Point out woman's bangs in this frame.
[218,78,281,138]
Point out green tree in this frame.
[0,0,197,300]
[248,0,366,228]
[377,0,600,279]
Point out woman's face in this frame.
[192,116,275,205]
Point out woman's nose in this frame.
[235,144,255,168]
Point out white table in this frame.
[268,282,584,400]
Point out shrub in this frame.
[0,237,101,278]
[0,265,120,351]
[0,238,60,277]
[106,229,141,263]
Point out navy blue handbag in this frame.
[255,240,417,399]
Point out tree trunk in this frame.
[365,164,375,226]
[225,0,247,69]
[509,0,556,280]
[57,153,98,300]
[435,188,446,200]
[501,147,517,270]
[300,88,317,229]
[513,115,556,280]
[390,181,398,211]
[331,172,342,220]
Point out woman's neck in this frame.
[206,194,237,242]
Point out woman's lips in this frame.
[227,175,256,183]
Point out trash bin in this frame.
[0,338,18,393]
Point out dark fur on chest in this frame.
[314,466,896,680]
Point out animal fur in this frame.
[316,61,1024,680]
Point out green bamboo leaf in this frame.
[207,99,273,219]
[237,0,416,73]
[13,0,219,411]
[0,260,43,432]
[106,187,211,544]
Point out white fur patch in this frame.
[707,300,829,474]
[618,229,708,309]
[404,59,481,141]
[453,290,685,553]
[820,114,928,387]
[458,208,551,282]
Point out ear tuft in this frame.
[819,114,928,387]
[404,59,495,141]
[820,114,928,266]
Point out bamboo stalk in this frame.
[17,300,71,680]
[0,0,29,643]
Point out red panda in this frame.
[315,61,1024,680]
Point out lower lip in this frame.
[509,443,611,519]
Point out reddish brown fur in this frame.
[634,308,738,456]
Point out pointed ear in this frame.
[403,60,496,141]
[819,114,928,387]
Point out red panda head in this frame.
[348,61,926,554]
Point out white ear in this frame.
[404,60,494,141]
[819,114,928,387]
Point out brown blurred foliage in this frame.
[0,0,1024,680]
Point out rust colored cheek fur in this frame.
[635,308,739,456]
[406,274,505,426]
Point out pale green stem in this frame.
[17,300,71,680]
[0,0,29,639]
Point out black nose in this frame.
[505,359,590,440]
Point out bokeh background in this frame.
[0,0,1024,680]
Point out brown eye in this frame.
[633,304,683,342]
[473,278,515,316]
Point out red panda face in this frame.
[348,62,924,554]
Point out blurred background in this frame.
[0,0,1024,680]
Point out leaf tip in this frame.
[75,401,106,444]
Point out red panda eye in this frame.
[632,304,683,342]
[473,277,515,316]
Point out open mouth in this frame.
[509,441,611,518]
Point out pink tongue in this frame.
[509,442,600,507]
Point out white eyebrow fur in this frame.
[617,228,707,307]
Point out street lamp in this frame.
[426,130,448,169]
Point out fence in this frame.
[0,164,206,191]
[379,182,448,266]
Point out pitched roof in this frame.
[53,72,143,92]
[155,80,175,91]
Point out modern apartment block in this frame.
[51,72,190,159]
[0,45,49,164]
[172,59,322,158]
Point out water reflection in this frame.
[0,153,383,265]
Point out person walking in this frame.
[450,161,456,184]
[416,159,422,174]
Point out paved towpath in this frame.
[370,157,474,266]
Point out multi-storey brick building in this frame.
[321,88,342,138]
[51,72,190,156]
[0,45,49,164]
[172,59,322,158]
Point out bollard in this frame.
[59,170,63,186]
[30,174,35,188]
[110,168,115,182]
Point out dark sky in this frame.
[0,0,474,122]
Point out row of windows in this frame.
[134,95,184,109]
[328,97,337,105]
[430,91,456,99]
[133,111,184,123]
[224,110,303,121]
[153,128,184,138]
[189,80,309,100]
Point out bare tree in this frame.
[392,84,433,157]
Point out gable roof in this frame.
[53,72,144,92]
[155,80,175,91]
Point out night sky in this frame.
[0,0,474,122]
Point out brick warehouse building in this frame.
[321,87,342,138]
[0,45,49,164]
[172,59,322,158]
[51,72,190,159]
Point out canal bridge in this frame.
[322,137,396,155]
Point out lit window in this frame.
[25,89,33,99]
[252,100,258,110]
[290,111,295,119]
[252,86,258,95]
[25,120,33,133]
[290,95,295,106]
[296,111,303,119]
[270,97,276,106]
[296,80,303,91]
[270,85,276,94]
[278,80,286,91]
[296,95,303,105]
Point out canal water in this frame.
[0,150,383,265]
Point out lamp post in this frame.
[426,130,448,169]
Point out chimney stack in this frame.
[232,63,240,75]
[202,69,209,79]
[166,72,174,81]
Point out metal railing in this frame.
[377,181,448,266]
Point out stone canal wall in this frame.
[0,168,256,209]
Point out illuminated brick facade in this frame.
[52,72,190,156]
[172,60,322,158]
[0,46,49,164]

+===+

=== REQUEST ===
Return the lines of the listing verbatim, starting at the line that has "Point out blurred background in this frame." and ending after the line that has "[509,441,611,518]".

=== THE REPLY ===
Point out blurred background in this frame.
[0,0,1024,680]
Point out leaf tip in this frame.
[75,401,106,444]
Point out red panda eye in this frame.
[632,304,683,342]
[473,277,515,316]
Point out open mouth in this frame.
[509,441,611,518]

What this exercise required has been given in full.